Reproduce the following lines verbatim, omitting the pictures from your output.

__________________________________________________

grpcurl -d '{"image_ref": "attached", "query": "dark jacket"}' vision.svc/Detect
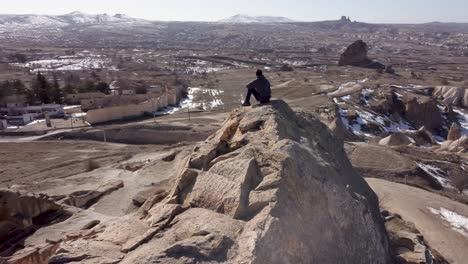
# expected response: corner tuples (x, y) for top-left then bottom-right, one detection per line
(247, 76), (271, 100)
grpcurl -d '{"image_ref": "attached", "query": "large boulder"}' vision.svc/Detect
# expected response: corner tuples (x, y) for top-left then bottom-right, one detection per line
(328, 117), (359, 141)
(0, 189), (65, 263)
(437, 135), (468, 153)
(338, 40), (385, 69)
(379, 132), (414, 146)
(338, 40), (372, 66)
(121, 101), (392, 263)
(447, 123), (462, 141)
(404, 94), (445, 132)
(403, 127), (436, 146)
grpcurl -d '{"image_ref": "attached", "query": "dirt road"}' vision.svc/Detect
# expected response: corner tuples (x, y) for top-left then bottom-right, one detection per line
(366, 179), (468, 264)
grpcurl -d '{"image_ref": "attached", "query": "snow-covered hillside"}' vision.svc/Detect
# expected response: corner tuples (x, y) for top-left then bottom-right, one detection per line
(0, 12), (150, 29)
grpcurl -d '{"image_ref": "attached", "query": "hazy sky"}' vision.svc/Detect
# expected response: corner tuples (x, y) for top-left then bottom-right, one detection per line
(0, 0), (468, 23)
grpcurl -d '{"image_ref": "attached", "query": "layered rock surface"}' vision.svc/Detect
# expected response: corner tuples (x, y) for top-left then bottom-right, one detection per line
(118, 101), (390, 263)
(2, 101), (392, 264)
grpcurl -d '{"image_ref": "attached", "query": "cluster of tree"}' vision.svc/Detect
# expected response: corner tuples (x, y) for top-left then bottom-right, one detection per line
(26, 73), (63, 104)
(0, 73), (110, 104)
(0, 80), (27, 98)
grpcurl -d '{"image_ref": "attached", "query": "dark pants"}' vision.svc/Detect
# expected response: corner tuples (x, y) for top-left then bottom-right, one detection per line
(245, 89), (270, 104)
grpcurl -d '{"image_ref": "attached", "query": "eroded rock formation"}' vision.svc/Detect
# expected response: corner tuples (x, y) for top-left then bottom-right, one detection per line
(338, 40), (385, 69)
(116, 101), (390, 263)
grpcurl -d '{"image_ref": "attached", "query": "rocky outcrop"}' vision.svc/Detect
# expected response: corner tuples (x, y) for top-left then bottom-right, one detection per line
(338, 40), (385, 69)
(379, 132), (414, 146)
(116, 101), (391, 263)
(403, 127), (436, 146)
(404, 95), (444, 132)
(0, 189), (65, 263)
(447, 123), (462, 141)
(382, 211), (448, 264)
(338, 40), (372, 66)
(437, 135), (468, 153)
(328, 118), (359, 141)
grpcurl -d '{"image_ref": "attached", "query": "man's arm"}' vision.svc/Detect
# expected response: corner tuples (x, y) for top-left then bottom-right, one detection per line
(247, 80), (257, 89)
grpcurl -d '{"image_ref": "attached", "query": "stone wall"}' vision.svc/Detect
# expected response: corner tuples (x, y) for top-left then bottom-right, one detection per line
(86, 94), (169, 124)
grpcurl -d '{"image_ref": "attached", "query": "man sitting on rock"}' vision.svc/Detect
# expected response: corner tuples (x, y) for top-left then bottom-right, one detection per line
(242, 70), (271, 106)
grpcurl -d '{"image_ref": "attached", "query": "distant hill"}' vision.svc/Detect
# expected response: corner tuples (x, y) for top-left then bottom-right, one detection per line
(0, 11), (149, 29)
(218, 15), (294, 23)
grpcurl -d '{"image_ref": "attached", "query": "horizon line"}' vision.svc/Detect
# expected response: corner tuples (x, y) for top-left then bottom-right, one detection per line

__________________________________________________

[Task solution]
grpcurl -d '{"image_ref": "attached", "query": "dark jacket"}' vision.svc/Detect
# expected response: corner tuples (x, y) for top-left then bottom-right, one detection per line
(247, 76), (271, 100)
grpcurl -d '{"image_ref": "attached", "query": "large boulder"}' vision.svc/Detect
# expected response: corner tuples (x, y) for top-left then bottom-right, one detection per line
(328, 117), (359, 141)
(0, 189), (65, 263)
(437, 135), (468, 153)
(338, 40), (385, 69)
(379, 132), (414, 146)
(338, 40), (372, 66)
(121, 101), (392, 263)
(447, 123), (462, 141)
(404, 94), (445, 132)
(403, 127), (436, 146)
grpcurl -d '{"image_ref": "attached", "query": "dirt road"}' vision.svc/Detect
# expected response: corner tuples (x, y) for top-left then bottom-right, one detection per line
(366, 179), (468, 264)
grpcurl -d '{"image_ref": "attached", "query": "snow-covered hillside"}' vision.svc/Detect
# expected response: corner tuples (x, y) for top-left then bottom-right, one detection per line
(0, 12), (150, 29)
grpcurl -d '{"image_ref": "attached", "query": "hazy sky"}' vision.svc/Detect
# expected response: corner tuples (x, y) for top-left then bottom-right, one detection per line
(0, 0), (468, 23)
grpcurl -d '{"image_ref": "attached", "query": "layered rock surface"}' vision.svc/Detect
# expected response: corner tuples (x, y) for top-left then bottom-right, one detection per line
(118, 101), (390, 263)
(2, 101), (392, 264)
grpcurl -d '{"image_ref": "attached", "query": "cluster of tree"}' vision.svc/Detect
# expected response: corner tuples (x, y) for top-left then bottom-right, one detection per line
(26, 73), (63, 104)
(0, 73), (110, 104)
(0, 80), (27, 98)
grpcurl -d '{"image_ref": "attached", "query": "dark pants"}' vision.svc/Detect
# expected response: corner tuples (x, y) for top-left then bottom-right, one detection per line
(245, 89), (270, 104)
grpcurl -d '{"image_ref": "attached", "query": "eroded rock formation"}' vision.svc/Detect
# expected response: corner tuples (x, y) for top-left then bottom-right, one detection per line
(338, 40), (385, 69)
(116, 101), (390, 263)
grpcurl -d '{"image_ref": "attached", "query": "rocky outcrop"}' vision.svc/Detect
# expected response: corner tuples (x, y) for top-left then bottom-right, one detection per line
(338, 40), (385, 69)
(379, 132), (414, 146)
(116, 101), (391, 263)
(403, 127), (436, 146)
(404, 95), (444, 132)
(0, 189), (65, 263)
(447, 123), (462, 141)
(382, 211), (448, 264)
(338, 40), (372, 66)
(437, 135), (468, 153)
(328, 118), (359, 141)
grpcurl -d '{"image_ref": "attached", "query": "man's arm"}' vision.svc/Detect
# expected response: corner tuples (x, y) for top-left then bottom-right, one detection per line
(247, 80), (257, 89)
grpcurl -d '{"image_ref": "attached", "query": "stone wall"}' vision.svc/Detect
# expected response: corner tuples (x, y) for top-left then bottom-right, one detection per line
(86, 94), (169, 124)
grpcurl -d '{"image_ref": "attached", "query": "man sitting on rock"}' vision.svc/Detect
# expected response: corner tuples (x, y) for top-left then bottom-right, one detection per line
(242, 70), (271, 106)
grpcurl -d '{"image_ref": "attached", "query": "distant hill"}' vision.svc/Detect
# expected response: corner tuples (x, y) for top-left then bottom-right, one detection per line
(0, 11), (149, 29)
(218, 15), (294, 23)
grpcurl -d '{"image_ref": "attached", "query": "horizon line"}' vision.svc/Detect
# expected response: corner tuples (x, y) for top-left then bottom-right, one detection per line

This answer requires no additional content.